- Votre consigne
Recopiez, s'il vous plaît, le texte sur le rachat d'obligations par la BEAC en commençant par "Selon une source" et en allant jusqu'à "Beac propose aujourd’hui.", en remplaçant "programme" par "dispositif".

Les banques camerounaises, premiers investisseurs en titres publics sur le marché monétaire de la Cemac, attendent les précisions de la Banque des États de l’Afrique centrale (BEAC) sur son programme de rachat d’obligations publiques. Annoncé il y a quelques jours, il est chiffré à 600 milliards de FCFA et devrait durer six mois avec une prolongation possible de six mois supplémentaires en tant que de besoin et suivant les perspectives économiques en 2021.
L’institution d’émission et de contrôle de la monnaie a annoncé que cette mesure est un autre de ses instruments exceptionnels visant à soutenir les États durant cette période marquée par la pandémie de coronavirus. Mais elle n’a donné aucune information sur la date du début de l’opération et les conditions qui y sont associées. Les banques restent attentives. Il faut dire que cela pourrait leur permettre d’avoir de la trésorerie et de baisser le coût du risque pour les emprunteurs publics.
Selon une source bancaire, le secteur craint surtout que ce programme soit fortement conditionné, comme cela est le cas pour l’augmentation exceptionnelle des injections de liquidités engagée par la banque centrale en avril dernier. Cette opération reçoit d’ailleurs peu de souscriptions. Aussi, les arbitrages pour le secteur bancaire seront complexes. Il faudra calculer entre ce qu’on aurait gagné si on gardait les titres jusqu’au remboursement des dettes et ce que la Beac propose aujourd’hui.

Données de localisation à un point par instance

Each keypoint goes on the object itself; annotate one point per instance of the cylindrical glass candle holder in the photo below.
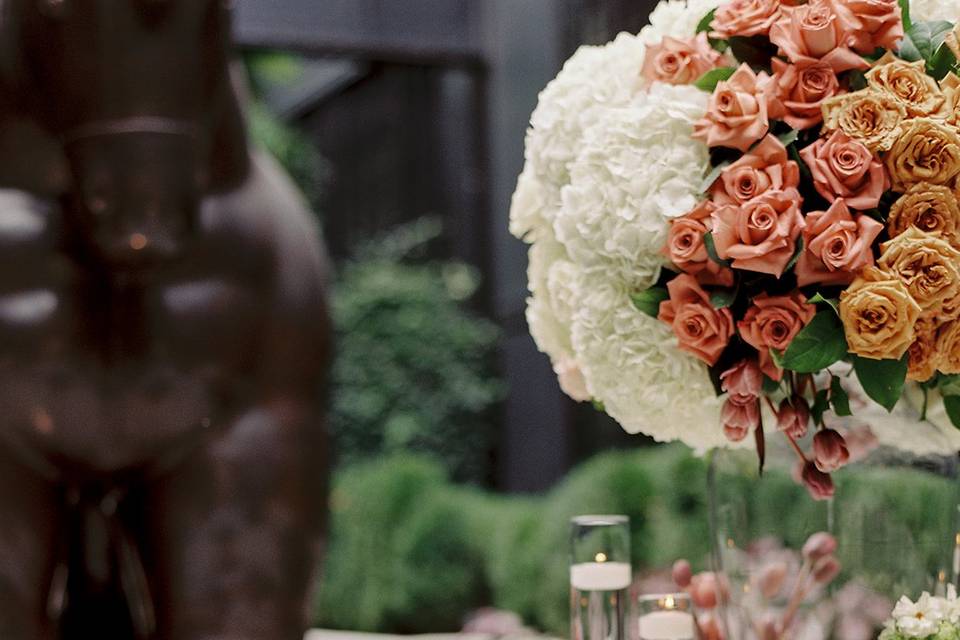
(600, 577)
(667, 616)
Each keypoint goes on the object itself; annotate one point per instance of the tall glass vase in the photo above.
(894, 522)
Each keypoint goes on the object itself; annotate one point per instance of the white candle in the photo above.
(600, 576)
(667, 625)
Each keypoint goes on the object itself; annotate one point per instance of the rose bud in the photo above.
(793, 417)
(826, 570)
(682, 573)
(743, 381)
(819, 545)
(771, 579)
(830, 450)
(703, 590)
(739, 419)
(819, 484)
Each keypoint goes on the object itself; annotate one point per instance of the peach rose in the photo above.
(675, 61)
(926, 264)
(929, 207)
(739, 111)
(907, 83)
(879, 316)
(772, 323)
(871, 117)
(927, 151)
(766, 167)
(922, 355)
(762, 234)
(871, 23)
(686, 250)
(950, 111)
(744, 18)
(811, 32)
(843, 168)
(948, 348)
(700, 329)
(802, 89)
(836, 245)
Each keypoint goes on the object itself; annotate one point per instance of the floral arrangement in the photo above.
(930, 617)
(748, 214)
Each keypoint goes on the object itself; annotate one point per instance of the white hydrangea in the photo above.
(607, 165)
(638, 166)
(925, 10)
(632, 364)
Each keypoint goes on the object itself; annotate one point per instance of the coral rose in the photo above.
(739, 111)
(802, 89)
(927, 265)
(744, 18)
(871, 117)
(811, 32)
(927, 151)
(948, 348)
(686, 250)
(700, 329)
(772, 323)
(871, 23)
(923, 356)
(676, 61)
(762, 234)
(766, 167)
(928, 207)
(878, 315)
(837, 245)
(907, 83)
(841, 167)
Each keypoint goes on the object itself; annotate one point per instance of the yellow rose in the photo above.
(950, 111)
(928, 207)
(878, 315)
(948, 348)
(907, 83)
(871, 117)
(923, 355)
(928, 150)
(926, 264)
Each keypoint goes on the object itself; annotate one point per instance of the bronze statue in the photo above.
(163, 337)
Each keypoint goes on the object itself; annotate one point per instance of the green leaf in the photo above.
(704, 24)
(820, 405)
(818, 345)
(723, 298)
(952, 405)
(711, 248)
(839, 399)
(712, 176)
(789, 137)
(648, 301)
(708, 81)
(905, 14)
(949, 385)
(882, 380)
(819, 299)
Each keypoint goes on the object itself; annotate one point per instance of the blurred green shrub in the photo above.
(415, 369)
(412, 552)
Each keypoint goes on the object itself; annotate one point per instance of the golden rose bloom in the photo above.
(907, 83)
(878, 315)
(948, 347)
(872, 117)
(928, 150)
(923, 355)
(926, 264)
(950, 111)
(928, 207)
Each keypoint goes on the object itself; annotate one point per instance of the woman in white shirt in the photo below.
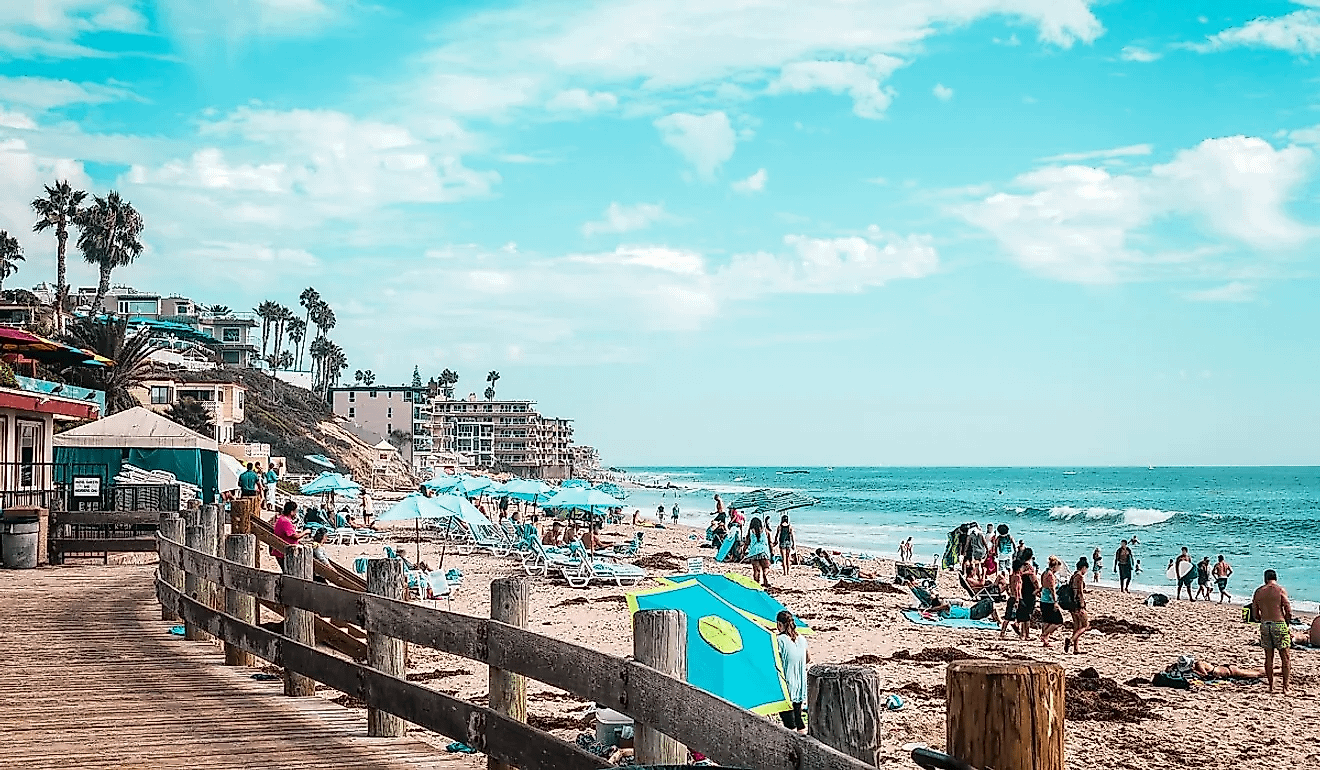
(792, 651)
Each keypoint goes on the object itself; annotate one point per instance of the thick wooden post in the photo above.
(660, 641)
(298, 624)
(172, 528)
(386, 654)
(240, 550)
(508, 690)
(844, 709)
(1006, 715)
(193, 585)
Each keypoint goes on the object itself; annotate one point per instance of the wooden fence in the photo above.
(658, 701)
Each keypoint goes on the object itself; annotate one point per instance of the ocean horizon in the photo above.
(1257, 517)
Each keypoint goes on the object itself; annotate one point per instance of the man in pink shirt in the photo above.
(285, 530)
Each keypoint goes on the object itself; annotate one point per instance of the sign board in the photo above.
(86, 486)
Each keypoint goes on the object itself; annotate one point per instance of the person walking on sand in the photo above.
(758, 551)
(1270, 605)
(1123, 565)
(793, 653)
(1080, 624)
(1184, 579)
(1222, 569)
(787, 543)
(1051, 618)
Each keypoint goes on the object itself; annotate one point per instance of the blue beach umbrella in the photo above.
(742, 593)
(729, 654)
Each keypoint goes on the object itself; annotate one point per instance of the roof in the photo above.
(136, 428)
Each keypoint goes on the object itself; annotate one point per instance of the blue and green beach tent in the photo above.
(143, 439)
(743, 593)
(729, 654)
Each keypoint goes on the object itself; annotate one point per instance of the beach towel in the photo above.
(929, 620)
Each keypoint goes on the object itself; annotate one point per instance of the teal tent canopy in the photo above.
(741, 592)
(147, 440)
(729, 654)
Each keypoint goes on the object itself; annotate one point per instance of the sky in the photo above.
(731, 231)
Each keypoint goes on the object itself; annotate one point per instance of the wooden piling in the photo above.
(298, 624)
(844, 709)
(386, 654)
(660, 641)
(1006, 713)
(508, 690)
(240, 550)
(170, 528)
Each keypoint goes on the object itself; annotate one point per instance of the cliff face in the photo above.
(296, 423)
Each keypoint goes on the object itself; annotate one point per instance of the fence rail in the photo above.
(692, 716)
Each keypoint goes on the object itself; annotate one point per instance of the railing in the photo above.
(656, 700)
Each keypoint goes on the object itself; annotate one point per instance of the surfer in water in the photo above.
(1184, 572)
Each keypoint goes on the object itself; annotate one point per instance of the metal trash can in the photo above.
(19, 543)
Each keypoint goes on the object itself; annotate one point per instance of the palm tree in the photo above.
(11, 254)
(193, 415)
(110, 237)
(58, 209)
(267, 312)
(297, 330)
(131, 353)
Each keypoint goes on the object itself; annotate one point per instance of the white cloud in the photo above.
(49, 93)
(1135, 53)
(753, 184)
(582, 101)
(1131, 149)
(1229, 292)
(705, 140)
(619, 218)
(1088, 225)
(861, 82)
(1298, 32)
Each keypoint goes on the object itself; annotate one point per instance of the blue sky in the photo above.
(729, 231)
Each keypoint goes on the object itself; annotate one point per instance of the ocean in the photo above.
(1258, 518)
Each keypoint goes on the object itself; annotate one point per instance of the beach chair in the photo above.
(586, 569)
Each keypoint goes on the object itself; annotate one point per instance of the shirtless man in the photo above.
(1270, 604)
(1222, 569)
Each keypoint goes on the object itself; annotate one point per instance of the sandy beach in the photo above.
(1122, 725)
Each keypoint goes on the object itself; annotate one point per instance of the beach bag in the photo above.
(1067, 597)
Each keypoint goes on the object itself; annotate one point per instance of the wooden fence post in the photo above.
(240, 550)
(193, 585)
(508, 690)
(298, 624)
(844, 709)
(170, 528)
(1006, 713)
(660, 641)
(386, 654)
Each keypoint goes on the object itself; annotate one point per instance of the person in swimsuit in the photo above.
(1123, 565)
(1270, 604)
(1222, 569)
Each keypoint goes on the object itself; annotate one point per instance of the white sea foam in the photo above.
(1131, 517)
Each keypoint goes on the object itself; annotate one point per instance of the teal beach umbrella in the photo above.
(729, 654)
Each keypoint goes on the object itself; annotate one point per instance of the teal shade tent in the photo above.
(729, 654)
(145, 440)
(745, 595)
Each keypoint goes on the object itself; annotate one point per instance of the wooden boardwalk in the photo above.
(93, 679)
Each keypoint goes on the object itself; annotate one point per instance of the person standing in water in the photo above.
(1222, 569)
(1270, 605)
(1123, 565)
(793, 653)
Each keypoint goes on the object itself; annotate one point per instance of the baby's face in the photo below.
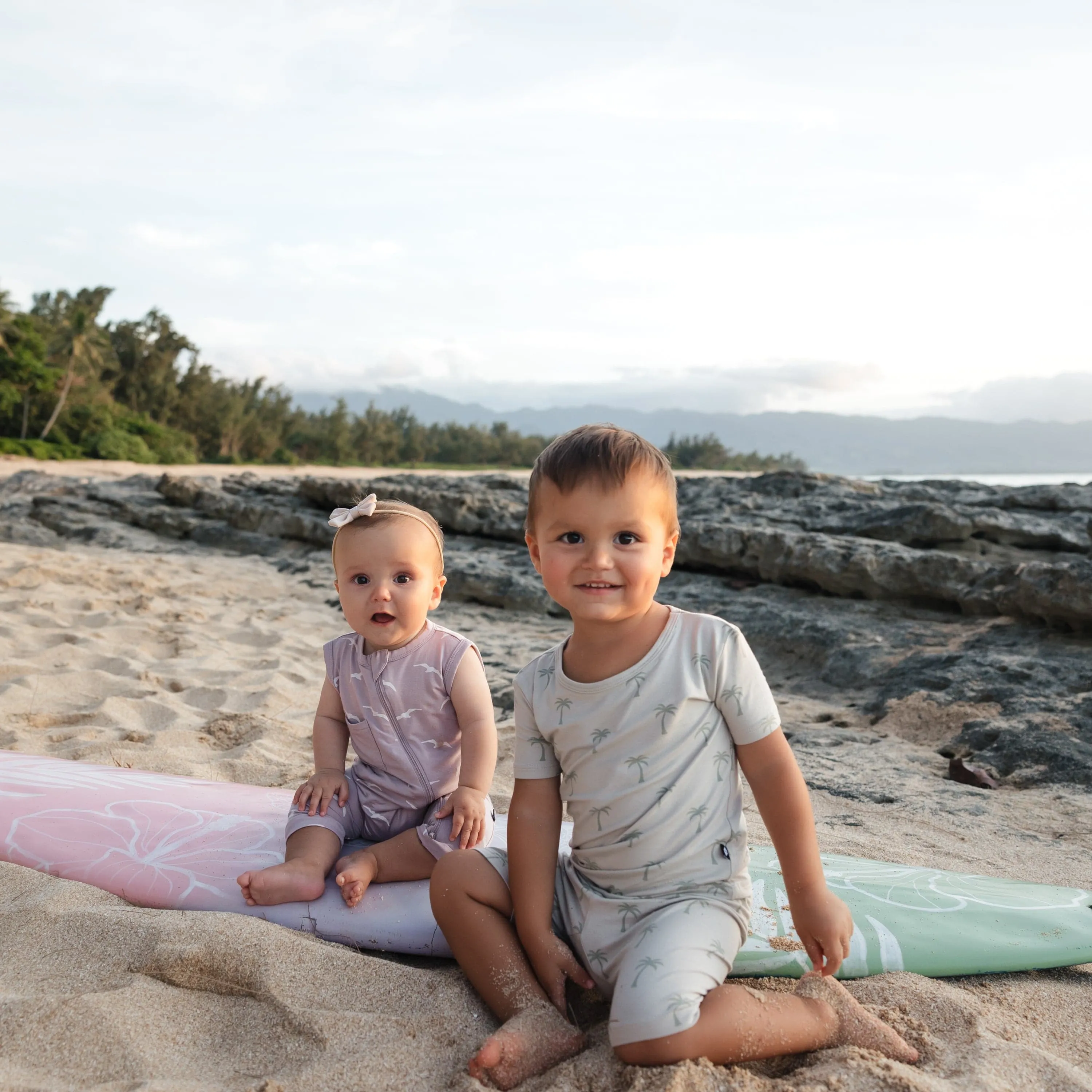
(602, 553)
(388, 579)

- Résultat de la consigne
Selon une source bancaire, le secteur craint surtout que ce dispositif soit fortement conditionné, comme cela est le cas pour l’augmentation exceptionnelle des injections de liquidités engagée par la banque centrale en avril dernier. Cette opération reçoit d’ailleurs peu de souscriptions. Aussi, les arbitrages pour le secteur bancaire seront complexes. Il faudra calculer entre ce qu’on aurait gagné si on gardait les titres jusqu’au remboursement des dettes et ce que la Beac propose aujourd’hui.